- [Requests]:
1. Condense the paragraph of the article on Muldrow and quid pro quo harassment that begins "In Muldrow, a police officer claimed" into a shorter version that keeps its main facts.
2. According to the article on Muldrow and quid pro quo harassment, what did the Supreme Court rule that the plaintiff transferee needed to show to support a Title VII discrimination claim?
3. Return the portion of the article on Muldrow and quid pro quo harassment between "Only a few court" and "pro quo context.", inclusive.
══ Extract ══
This article examines a recent instance of such uncertainty. Specifically, it considers whether the standard declared by the U.S. Supreme Court last year in Muldrow v. City of St. Louis, 601 U.S. 346 (2024) – holding that Title VII does not require that an adverse employment action, in the case of an involuntary job transfer, meet any heightened standard of "materiality" or "significance" in order to support a discrimination claim – also applies to Title VII cases involving quid pro quo sexual harassment.

Only a few court decisions have addressed this issue so far, and perfect clarity on the matter may take considerable time to achieve. But it seems inevitable that questions will increasingly arise as to whether and how Muldrow will impact judges' thinking in the quid pro quo context.

Two Backgrounds: Muldrow's Standard & Quid Pro Quo Claims

In Muldrow, a police officer claimed that she had been discriminated against under Title VII on the basis of her sex when she was forced to laterally transfer from a field position to a less-prestigious, administrative position, with fewer supervisory duties and less visibility, even though her rank, pay, and benefits all remained the same after the transfer. On summary judgment, the district court dismissed plaintiff's claims, finding that she had not met the Eighth Circuit's requirement that an adverse employment action involve a "significant" change in working conditions causing a "material employment disadvantage." The Eighth Circuit affirmed.

The Supreme Court, however, disagreed, ruling that to support a Title VII discrimination claim, the plaintiff transferee needed to show only "some injury respecting her employment terms or conditions." The plaintiff did not have to demonstrate, as at least some federal courts had previously required, a heightened threshold of injury resulting from the transfer, e.g., a "materially significant disadvantage" or a "serious" harm or "substantial" disadvantage. All that was needed was a showing that the transfer brought about some "disadvantageous" change in her employment terms or conditions.

Quid pro quo harassment is another form of sex discrimination claims that can be brought under Title VII. As many courts have similarly held, in order to establish a quid pro quo case, a plaintiff must demonstrate that "either (1) he/she submitted to sexual advances based on the quid pro quo offer or threat or (2) a harasser took tangible employment action based on refusal to submit to his/her sexual advances or demands." Purnell v. City of Philadelphia, 2021 WL 3617161, at *2 (E.D. Pa. Aug. 16, 2021); see also Schiano v. Quality Payroll Sys., Inc., 445 F.3d 597, 603 (2d Cir. 2006) (holding that sexual harassment is actionable under a quid pro quo theory where "a tangible employment action resulted from a refusal to submit to a supervisor's sexual demands").
═══
══ Data shown ══
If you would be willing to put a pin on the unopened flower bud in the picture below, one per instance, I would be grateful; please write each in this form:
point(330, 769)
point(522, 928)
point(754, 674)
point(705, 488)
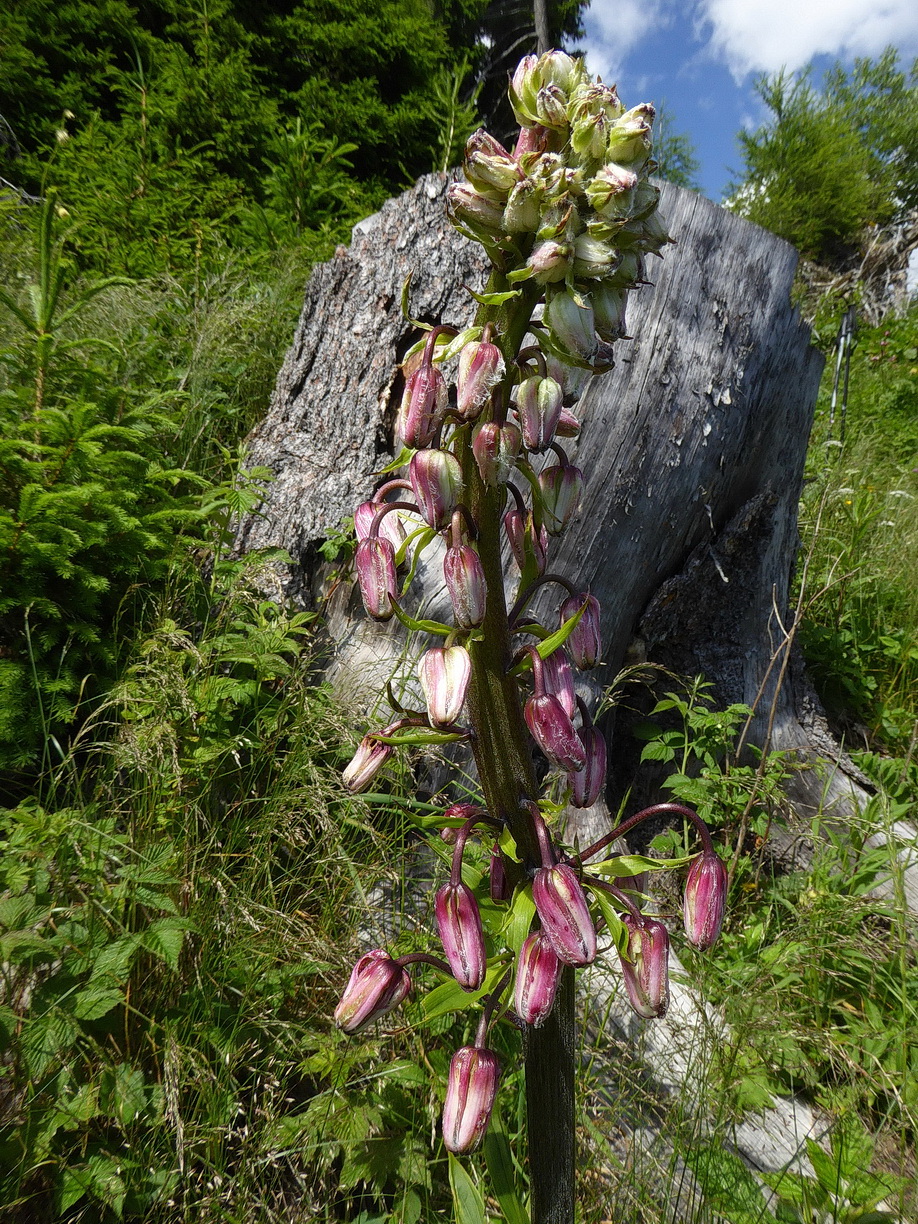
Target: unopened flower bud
point(496, 449)
point(522, 214)
point(444, 673)
point(705, 899)
point(459, 925)
point(564, 914)
point(550, 261)
point(481, 367)
point(437, 482)
point(366, 763)
point(537, 976)
point(572, 323)
point(475, 209)
point(611, 192)
point(375, 561)
point(586, 783)
point(562, 486)
point(422, 403)
point(646, 971)
point(524, 539)
point(471, 1088)
point(608, 305)
point(553, 731)
point(558, 679)
point(539, 402)
point(465, 583)
point(585, 639)
point(376, 985)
═══
- [Expected outputs]:
1. A police officer in Muldrow alleged sex discrimination under Title VII after being forced to transfer laterally from a field position to a less-prestigious administrative one with fewer supervisory duties and less visibility, though her rank, pay, and benefits stayed the same. The district court dismissed her claims on summary judgment because she had not shown the "significant" change in working conditions causing a "material employment disadvantage" that the Eighth Circuit required. The Eighth Circuit affirmed.

2. She needed to show only "some injury respecting her employment terms or conditions."

3.
Only a few court decisions have addressed this issue so far, and perfect clarity on the matter may take considerable time to achieve. But it seems inevitable that questions will increasingly arise as to whether and how Muldrow will impact judges' thinking in the quid pro quo context.